Dataset entries:
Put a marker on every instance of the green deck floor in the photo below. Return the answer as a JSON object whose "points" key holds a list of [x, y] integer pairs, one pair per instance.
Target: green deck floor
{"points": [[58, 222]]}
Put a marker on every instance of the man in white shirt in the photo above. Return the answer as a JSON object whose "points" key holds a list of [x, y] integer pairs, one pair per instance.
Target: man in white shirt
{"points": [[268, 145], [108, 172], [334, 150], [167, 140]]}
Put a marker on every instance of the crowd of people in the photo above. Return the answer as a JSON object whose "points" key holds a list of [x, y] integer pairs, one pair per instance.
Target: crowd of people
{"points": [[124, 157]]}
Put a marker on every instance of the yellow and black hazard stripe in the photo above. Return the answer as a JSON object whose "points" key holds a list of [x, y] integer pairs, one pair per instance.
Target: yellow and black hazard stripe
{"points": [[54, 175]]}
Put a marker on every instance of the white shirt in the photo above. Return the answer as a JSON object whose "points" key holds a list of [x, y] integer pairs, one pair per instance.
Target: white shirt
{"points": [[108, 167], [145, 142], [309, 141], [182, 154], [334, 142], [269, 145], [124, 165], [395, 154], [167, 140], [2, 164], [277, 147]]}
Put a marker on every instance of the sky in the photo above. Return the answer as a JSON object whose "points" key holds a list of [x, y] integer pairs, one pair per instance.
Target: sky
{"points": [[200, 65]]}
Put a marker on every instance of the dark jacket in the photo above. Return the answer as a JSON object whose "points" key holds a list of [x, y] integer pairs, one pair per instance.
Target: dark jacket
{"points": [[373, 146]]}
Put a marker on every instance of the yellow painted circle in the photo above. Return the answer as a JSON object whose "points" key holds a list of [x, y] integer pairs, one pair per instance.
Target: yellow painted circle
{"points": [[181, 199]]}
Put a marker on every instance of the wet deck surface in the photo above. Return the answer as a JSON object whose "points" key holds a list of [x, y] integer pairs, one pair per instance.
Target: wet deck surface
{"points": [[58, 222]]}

* **WHAT YOU HAVE TO DO**: You are asked to reproduce word for word the line containing "Put a marker on every instance of the yellow and" and every subsequent line through the end of the entries.

* **EXERCISE OUTPUT**:
Put a marker on every instance of the yellow and black hazard stripe in the photo above. Return the answer as a JSON object whose "points" key holds a list of [x, y] integer pairs, one pair per instance.
Target: yellow and black hazard stripe
{"points": [[54, 175]]}
Put a marker on every instance of the white shirt in the photo above. Return the answer as a JSON object whose "points" key holds a list of [x, y] integer pairs, one pair per instance.
Target: white shirt
{"points": [[108, 167], [145, 142], [309, 141], [182, 154], [334, 142], [269, 145], [124, 165], [395, 154], [167, 140], [2, 164], [277, 147]]}
Put a marker on every instance of the sky in the photo above. Return the answer as a JSON object whose "points" key holds a list of [x, y] integer pairs, one pair per instance.
Target: sky
{"points": [[200, 65]]}
Put a marker on every instance of the dark jacket in the photo above. Return the answer as a JSON object whose "points" key holds a list of [x, y] integer pairs, one pair per instance.
Target: dark jacket
{"points": [[373, 146]]}
Put a marker on every instance of the yellow painted circle in the photo above. Return the answer as a JSON object whose "points" key holds a list of [x, y] integer pairs, one pair per instance.
Target: yellow painted circle
{"points": [[181, 199]]}
Put a marker on every instance of the wet deck surface in the photo above. Return the answer as a JSON object whose "points" key holds a list of [x, y] integer pairs, one pair per instance.
Target: wet deck surface
{"points": [[58, 222]]}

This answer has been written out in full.